■ Task to carry out: Copy each entry as it stands, leaving nothing out.

■ Dataset content:
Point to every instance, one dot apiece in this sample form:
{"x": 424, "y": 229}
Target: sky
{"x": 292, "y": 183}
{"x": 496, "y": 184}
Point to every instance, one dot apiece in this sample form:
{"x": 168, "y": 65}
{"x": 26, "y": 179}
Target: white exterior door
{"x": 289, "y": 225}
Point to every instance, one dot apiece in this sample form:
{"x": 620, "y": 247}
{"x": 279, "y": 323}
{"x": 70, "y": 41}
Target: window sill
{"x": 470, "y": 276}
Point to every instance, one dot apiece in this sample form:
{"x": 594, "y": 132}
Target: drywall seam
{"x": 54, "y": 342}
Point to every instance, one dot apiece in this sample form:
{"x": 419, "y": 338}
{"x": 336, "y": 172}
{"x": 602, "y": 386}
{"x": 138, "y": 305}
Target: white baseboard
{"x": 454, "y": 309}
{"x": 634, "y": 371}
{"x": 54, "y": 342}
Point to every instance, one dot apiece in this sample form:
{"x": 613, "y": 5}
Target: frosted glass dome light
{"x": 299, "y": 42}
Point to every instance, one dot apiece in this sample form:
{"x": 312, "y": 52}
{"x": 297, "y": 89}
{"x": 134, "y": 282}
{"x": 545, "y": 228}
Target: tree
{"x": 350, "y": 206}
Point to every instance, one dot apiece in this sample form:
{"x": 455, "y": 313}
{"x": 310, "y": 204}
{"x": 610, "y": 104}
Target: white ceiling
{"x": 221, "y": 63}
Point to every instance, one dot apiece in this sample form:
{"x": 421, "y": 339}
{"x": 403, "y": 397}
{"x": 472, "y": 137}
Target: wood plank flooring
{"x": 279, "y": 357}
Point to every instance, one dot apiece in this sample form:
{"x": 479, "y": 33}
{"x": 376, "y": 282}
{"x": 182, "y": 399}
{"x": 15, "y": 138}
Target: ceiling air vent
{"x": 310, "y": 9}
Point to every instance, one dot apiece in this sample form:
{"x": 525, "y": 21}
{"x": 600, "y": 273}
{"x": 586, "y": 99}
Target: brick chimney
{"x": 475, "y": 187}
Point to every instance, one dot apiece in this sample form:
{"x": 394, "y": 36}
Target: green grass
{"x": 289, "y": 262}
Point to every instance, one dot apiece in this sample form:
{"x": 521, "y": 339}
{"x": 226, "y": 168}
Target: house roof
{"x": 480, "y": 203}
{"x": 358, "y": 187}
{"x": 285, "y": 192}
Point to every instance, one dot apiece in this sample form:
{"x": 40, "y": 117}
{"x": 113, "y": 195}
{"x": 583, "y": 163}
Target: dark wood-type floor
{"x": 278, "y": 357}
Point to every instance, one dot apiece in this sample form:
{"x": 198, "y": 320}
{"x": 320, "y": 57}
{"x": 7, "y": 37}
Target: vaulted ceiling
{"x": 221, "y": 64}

■ Final result:
Point to every instance, one dot apiece in this sample form:
{"x": 424, "y": 229}
Target: sky
{"x": 292, "y": 183}
{"x": 496, "y": 184}
Point to every instance, one dot apiece in this sample form:
{"x": 168, "y": 65}
{"x": 26, "y": 179}
Target: white exterior door
{"x": 289, "y": 225}
Point to every instance, one dot apiece in this sample form:
{"x": 620, "y": 247}
{"x": 279, "y": 323}
{"x": 70, "y": 41}
Target: window sill
{"x": 470, "y": 276}
Point to every instance, one dot apiece in this sample form:
{"x": 594, "y": 132}
Target: drywall seam
{"x": 54, "y": 342}
Point to every instance, one dot apiece in this sample form:
{"x": 419, "y": 338}
{"x": 336, "y": 172}
{"x": 602, "y": 386}
{"x": 138, "y": 305}
Target: white baseboard
{"x": 454, "y": 309}
{"x": 634, "y": 371}
{"x": 54, "y": 342}
Point to every instance, one dot apiece in this sample form:
{"x": 613, "y": 5}
Target: frosted glass dome light
{"x": 299, "y": 42}
Point to every instance, one dot apiece in this sample form:
{"x": 312, "y": 52}
{"x": 297, "y": 89}
{"x": 134, "y": 282}
{"x": 545, "y": 228}
Target: tree
{"x": 350, "y": 206}
Point to every instance, one dot apiece in this sample form:
{"x": 455, "y": 313}
{"x": 310, "y": 204}
{"x": 610, "y": 104}
Target: white ceiling
{"x": 221, "y": 63}
Point to every instance, one dot apiece in this sample form:
{"x": 421, "y": 339}
{"x": 403, "y": 397}
{"x": 472, "y": 137}
Target: wood plank flooring
{"x": 279, "y": 357}
Point to every instance, one dot apiece in this sample form:
{"x": 479, "y": 33}
{"x": 376, "y": 282}
{"x": 182, "y": 399}
{"x": 15, "y": 138}
Target: ceiling air vent
{"x": 310, "y": 9}
Point to every instance, one dot apiece in this sample form:
{"x": 525, "y": 21}
{"x": 600, "y": 273}
{"x": 586, "y": 99}
Target: brick chimney
{"x": 475, "y": 187}
Point to every instance, one dot apiece in this sample form:
{"x": 394, "y": 36}
Target: green grass
{"x": 289, "y": 262}
Point to every instance, one dot apiece in this sample form:
{"x": 521, "y": 339}
{"x": 226, "y": 168}
Target: house roof
{"x": 480, "y": 203}
{"x": 358, "y": 187}
{"x": 285, "y": 192}
Point to every instance, one dot apiece in this sample form:
{"x": 40, "y": 117}
{"x": 113, "y": 195}
{"x": 583, "y": 163}
Target: dark wood-type floor
{"x": 278, "y": 357}
Point to every instance, one dot apiece in this sample form:
{"x": 198, "y": 320}
{"x": 320, "y": 57}
{"x": 7, "y": 37}
Target: vaulted ceiling
{"x": 221, "y": 64}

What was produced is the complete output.